DATA LISTING:
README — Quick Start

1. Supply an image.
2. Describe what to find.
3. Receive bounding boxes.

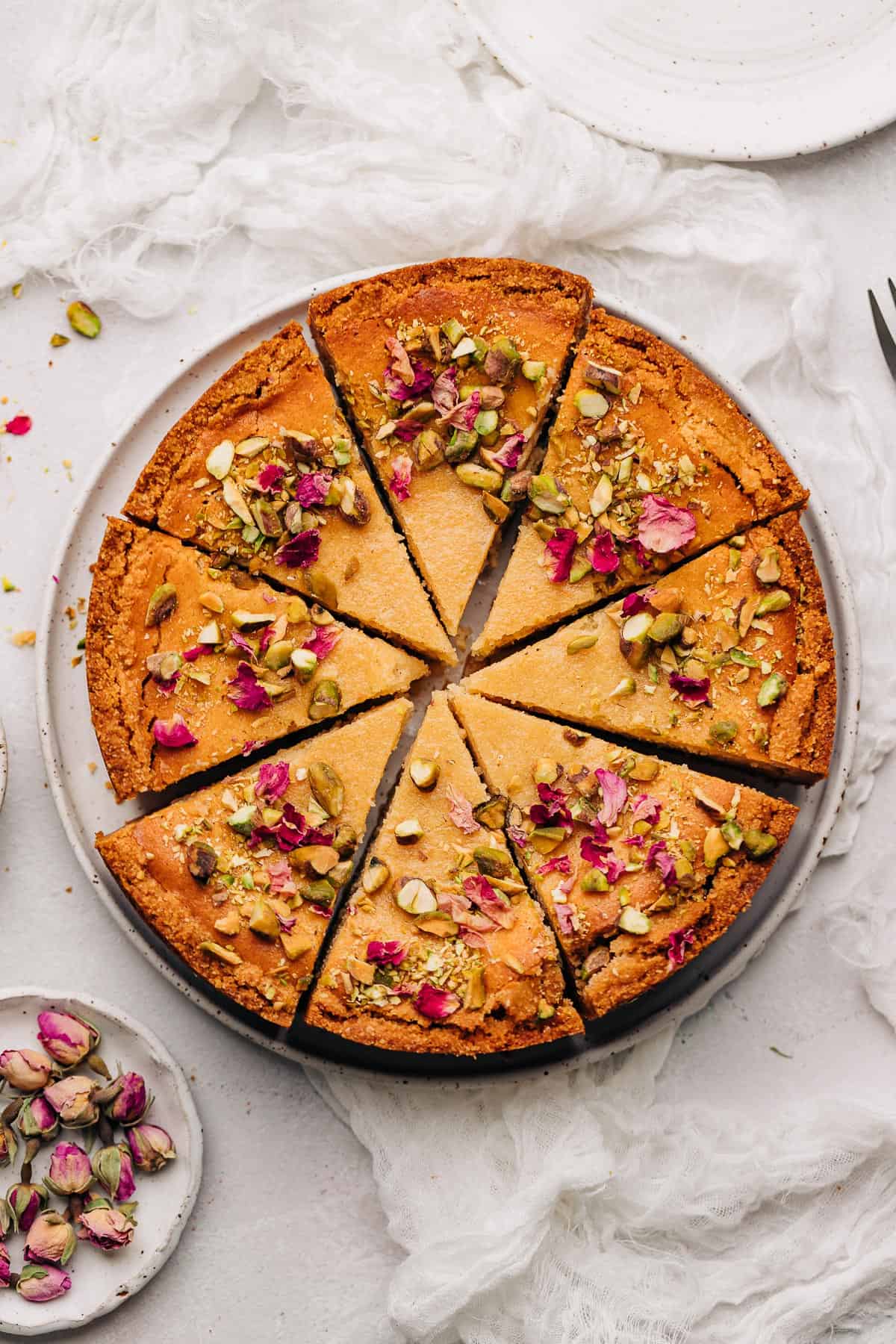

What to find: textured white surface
[0,4,896,1344]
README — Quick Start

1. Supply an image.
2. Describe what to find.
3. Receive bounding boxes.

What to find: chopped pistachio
[756,588,790,615]
[66,299,102,340]
[395,877,438,915]
[144,583,177,629]
[361,855,390,897]
[408,756,439,793]
[709,719,740,746]
[308,761,345,817]
[205,438,235,481]
[756,672,787,709]
[395,817,423,844]
[575,387,610,420]
[619,906,650,934]
[308,677,343,723]
[744,827,778,859]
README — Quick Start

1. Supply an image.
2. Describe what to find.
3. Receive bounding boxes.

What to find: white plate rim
[454,0,896,163]
[37,262,861,1089]
[0,985,203,1336]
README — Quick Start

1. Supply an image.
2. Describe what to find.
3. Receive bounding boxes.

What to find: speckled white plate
[0,988,203,1334]
[37,267,859,1075]
[457,0,896,160]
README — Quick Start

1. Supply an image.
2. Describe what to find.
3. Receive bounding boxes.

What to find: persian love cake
[473,309,807,656]
[97,700,411,1027]
[464,514,837,783]
[86,519,427,800]
[306,691,582,1055]
[309,258,591,635]
[451,691,797,1018]
[125,323,454,662]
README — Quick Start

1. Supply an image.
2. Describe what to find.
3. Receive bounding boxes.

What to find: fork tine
[868,287,896,379]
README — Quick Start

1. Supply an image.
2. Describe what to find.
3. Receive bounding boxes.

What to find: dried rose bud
[78,1199,136,1251]
[0,1125,19,1172]
[0,1050,52,1092]
[44,1074,99,1129]
[44,1144,93,1196]
[128,1125,177,1172]
[25,1208,75,1265]
[37,1012,99,1068]
[98,1074,152,1127]
[7,1183,47,1233]
[16,1097,59,1139]
[91,1144,137,1200]
[16,1265,71,1302]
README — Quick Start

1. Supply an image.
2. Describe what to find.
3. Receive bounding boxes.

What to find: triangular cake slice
[473,309,809,657]
[464,514,837,783]
[306,691,582,1055]
[86,519,427,800]
[451,691,797,1018]
[125,323,454,662]
[97,700,411,1027]
[309,266,591,635]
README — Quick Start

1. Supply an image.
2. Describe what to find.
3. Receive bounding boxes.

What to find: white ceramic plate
[37,270,859,1074]
[457,0,896,160]
[0,988,203,1334]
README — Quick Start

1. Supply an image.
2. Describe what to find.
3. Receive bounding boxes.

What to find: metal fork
[868,277,896,380]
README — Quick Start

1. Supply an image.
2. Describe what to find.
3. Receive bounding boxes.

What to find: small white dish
[0,988,203,1334]
[455,0,896,161]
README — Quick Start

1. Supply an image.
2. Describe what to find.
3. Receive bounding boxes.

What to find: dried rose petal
[367,938,407,966]
[638,494,697,555]
[544,527,579,583]
[594,769,629,827]
[414,981,461,1021]
[669,672,709,706]
[588,527,619,574]
[274,527,321,570]
[227,662,273,709]
[296,472,333,508]
[390,454,414,500]
[152,714,199,747]
[255,761,289,803]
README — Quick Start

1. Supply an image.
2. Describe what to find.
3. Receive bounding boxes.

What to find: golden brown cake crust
[473,308,809,657]
[96,699,411,1027]
[309,258,591,635]
[84,519,426,798]
[464,514,837,783]
[125,323,454,662]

TASK DETAILS: Gather every line in the rows above that contains the word "dried".

COMPLETED TASK:
What to find: dried rose bud
What to find: dried rose petal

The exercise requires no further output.